╭─ Page text

I wanted to do something in MySQL with a large-N dataset. Raw data at the level of individual imports and exports can be acquired from the British government here. Data are for August 2024.
The first problem, in fact, the hardest part was actually loading the data into MySQL. Firstly, the data are published as a text file in one long meaningless string, as shown below.

Fortunately, I was able to figure out what these meant using the ‘Bulk data set technical specifications 2023’ excel file provided by the government. The trick is that the long string can be broken down into meaningful data depending on the positions of characters within the string. Once you know where the various substrings begin and end, then you can tell MySQL what to do in order to get the data entered correctly into your table. So for exports, I entered he following code, which creates new columns for all the variables in the dataset and then adds the data into them.

╰─

*Problem requirements:* Reproduce the passage of the post on loading trade data into MySQL that begins with "Fortunately, I was" and continues through "data into them.", word for word.

╭─ Extracted entries

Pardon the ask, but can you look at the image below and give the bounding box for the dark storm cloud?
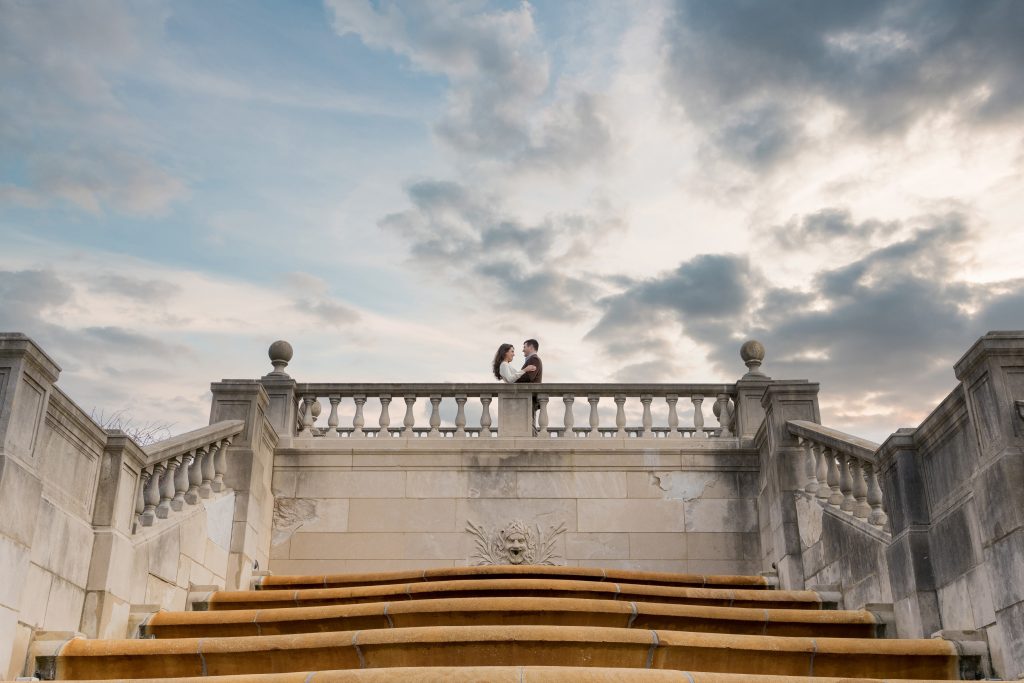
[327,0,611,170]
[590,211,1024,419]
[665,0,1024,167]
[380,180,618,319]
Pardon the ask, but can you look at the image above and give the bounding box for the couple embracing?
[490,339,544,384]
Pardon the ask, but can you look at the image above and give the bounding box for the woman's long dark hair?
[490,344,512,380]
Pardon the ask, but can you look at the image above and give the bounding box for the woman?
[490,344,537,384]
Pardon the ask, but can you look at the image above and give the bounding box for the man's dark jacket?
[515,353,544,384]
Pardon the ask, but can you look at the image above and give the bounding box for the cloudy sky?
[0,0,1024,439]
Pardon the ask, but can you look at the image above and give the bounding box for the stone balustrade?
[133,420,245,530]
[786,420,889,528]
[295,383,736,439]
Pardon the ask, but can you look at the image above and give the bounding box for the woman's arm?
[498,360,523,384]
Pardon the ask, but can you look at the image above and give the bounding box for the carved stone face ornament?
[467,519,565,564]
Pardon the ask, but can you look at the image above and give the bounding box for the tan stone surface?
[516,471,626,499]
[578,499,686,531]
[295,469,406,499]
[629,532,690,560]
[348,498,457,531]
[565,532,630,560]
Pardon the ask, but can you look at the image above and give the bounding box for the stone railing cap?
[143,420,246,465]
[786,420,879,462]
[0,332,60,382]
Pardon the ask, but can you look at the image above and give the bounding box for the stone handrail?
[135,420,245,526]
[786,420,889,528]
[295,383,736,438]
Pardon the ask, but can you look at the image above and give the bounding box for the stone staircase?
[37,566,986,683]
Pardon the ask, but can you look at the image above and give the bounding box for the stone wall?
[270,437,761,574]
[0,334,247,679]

╰─

*Response:*
Fortunately, I was able to figure out what these meant using the ‘Bulk data set technical specifications 2023’ excel file provided by the government. The trick is that the long string can be broken down into meaningful data depending on the positions of characters within the string. Once you know where the various substrings begin and end, then you can tell MySQL what to do in order to get the data entered correctly into your table. So for exports, I entered he following code, which creates new columns for all the variables in the dataset and then adds the data into them.